* [実施する作業]
1. 歩き旅の文章で、対岸に遠く霞んで見えると書かれているのはどこですか。
2. 歩き旅の文章を、最後の文の後から書き継いでください。

* [本文]
____________________

それでも皆さんにこの風景を見てもらいたいので、2016年に撮った当時の写真を上げさせてもらった次第です。ちなみに過去九州を何度も旅したけど、まだこれを越える風景には出逢ってないかなぁ…同率くらいで鹿児島の開聞岳や本土最南端の佐多岬に通じる海も素敵だと思うけどね。

そして気づけば対岸には先ほどまで3日間歩いていた国東半島が既に遠く霞んで見える

歩き旅は進むスピードも距離も、どんな旅よりもゆっくりだが、その反面こうしてふと今までの道のりを眺めると、その歩いてきた距離の遠くに鳥肌が立つほどに誇らしい気持ちになる。誰に誇るわけでもないが、ただ「俺はこの海岸線を歩いてここまできたんだなぁ」ってね

道のりもどんどん都会めいてきて、気づかぬうちに国道10号に合流していたのか広い片側三者線道路だ。さぁ、別府駅はもう近い。

____________________

* [抽出データ行]
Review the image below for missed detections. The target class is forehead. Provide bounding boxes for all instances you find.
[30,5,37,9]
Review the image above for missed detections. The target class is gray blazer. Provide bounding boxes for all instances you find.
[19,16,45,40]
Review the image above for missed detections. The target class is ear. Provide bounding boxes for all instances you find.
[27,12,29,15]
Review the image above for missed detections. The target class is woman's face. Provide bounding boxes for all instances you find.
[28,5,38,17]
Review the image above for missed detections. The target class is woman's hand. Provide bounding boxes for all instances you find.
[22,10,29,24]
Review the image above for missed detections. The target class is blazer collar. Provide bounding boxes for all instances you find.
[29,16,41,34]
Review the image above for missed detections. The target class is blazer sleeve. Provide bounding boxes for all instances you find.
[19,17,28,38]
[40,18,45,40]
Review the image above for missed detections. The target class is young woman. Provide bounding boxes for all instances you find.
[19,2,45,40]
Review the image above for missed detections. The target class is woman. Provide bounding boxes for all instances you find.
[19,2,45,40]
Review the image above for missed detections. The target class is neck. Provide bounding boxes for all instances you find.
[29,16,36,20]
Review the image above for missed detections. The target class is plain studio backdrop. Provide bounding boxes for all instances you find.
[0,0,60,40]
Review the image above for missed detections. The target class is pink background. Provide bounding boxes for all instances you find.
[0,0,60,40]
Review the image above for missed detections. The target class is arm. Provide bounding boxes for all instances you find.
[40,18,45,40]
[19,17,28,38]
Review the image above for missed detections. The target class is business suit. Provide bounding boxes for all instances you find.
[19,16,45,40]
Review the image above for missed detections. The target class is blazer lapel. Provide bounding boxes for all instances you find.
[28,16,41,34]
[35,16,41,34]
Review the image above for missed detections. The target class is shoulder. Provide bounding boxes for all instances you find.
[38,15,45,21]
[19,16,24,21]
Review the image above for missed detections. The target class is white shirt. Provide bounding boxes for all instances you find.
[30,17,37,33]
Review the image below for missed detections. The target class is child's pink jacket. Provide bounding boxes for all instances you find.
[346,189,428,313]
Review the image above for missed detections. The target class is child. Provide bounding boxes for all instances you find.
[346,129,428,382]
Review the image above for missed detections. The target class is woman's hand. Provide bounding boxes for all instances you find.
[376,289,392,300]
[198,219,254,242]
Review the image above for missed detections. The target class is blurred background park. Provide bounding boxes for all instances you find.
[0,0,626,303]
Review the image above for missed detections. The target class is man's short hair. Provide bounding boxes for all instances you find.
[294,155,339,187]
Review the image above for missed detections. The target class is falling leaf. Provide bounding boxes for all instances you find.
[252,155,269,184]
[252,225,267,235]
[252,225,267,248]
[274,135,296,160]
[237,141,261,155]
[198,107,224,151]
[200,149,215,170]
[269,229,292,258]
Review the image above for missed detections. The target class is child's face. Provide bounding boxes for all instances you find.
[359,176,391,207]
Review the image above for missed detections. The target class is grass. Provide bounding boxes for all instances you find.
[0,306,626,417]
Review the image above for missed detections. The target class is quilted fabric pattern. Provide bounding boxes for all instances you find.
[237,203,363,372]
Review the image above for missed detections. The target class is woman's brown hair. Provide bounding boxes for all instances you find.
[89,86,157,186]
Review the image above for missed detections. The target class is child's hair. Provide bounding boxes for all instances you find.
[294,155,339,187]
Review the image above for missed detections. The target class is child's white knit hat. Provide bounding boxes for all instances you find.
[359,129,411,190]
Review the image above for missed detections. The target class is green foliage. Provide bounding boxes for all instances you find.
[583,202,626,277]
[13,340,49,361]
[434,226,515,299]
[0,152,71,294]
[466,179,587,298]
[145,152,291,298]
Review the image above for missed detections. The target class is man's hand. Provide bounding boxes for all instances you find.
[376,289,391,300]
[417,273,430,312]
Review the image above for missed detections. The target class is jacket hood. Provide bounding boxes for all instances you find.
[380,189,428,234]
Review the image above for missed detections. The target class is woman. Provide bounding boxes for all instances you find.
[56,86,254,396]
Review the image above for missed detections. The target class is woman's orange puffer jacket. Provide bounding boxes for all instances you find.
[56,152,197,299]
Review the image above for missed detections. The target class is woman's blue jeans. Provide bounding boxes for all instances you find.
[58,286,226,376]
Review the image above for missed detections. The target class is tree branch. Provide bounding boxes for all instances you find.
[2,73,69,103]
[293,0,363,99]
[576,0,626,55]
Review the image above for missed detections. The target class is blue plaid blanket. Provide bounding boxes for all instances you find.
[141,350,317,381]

____________________

* [解答]
1. 先ほどまで3日間歩いていた国東半島です。

2.
国道沿いの砂浜にまで砂風呂がある流石のおんせん県に驚きながらも市街地へと向かっていく

佐伯で仕事が終わった友は別府まで電車で来るようなので、別府駅に一足先に辿り着いて待っていることにしよう。

久しぶりに一人ではない楽しい夜を過ごさせて頂きます!そんな夜の様子はまた明日!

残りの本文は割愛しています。